Given exercise: Could you copy out all of the material below line for line, leaving out the pictures?

-----

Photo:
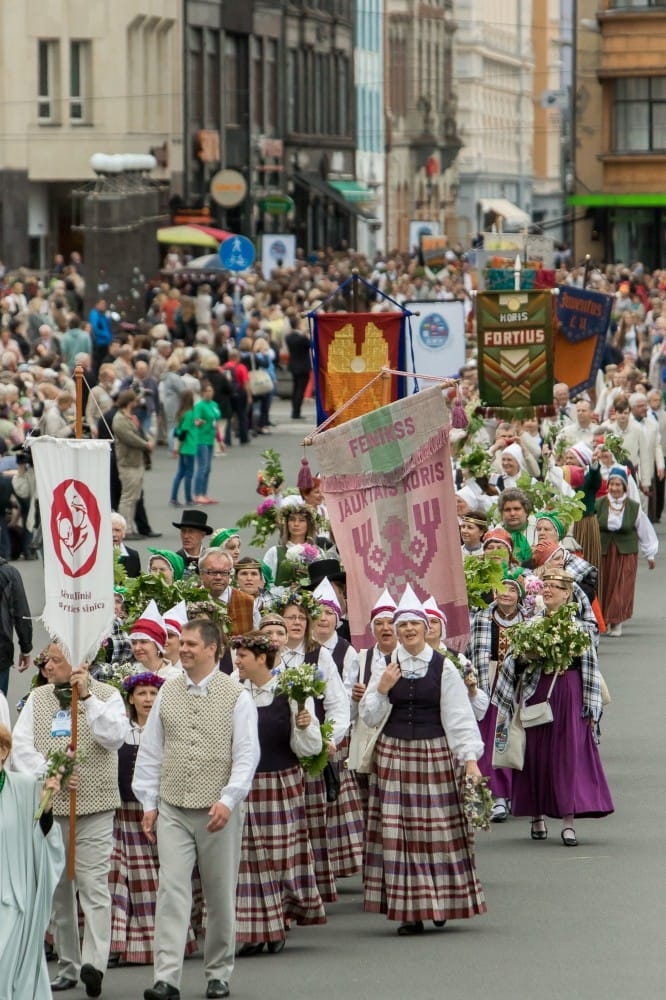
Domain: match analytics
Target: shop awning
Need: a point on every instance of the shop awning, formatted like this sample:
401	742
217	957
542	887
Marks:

-----

Written response:
Photo:
Domain: match analytics
Target: shop awning
Need: a point on every instance of the shop awning, formatted like this sample:
401	742
217	957
542	887
Marks:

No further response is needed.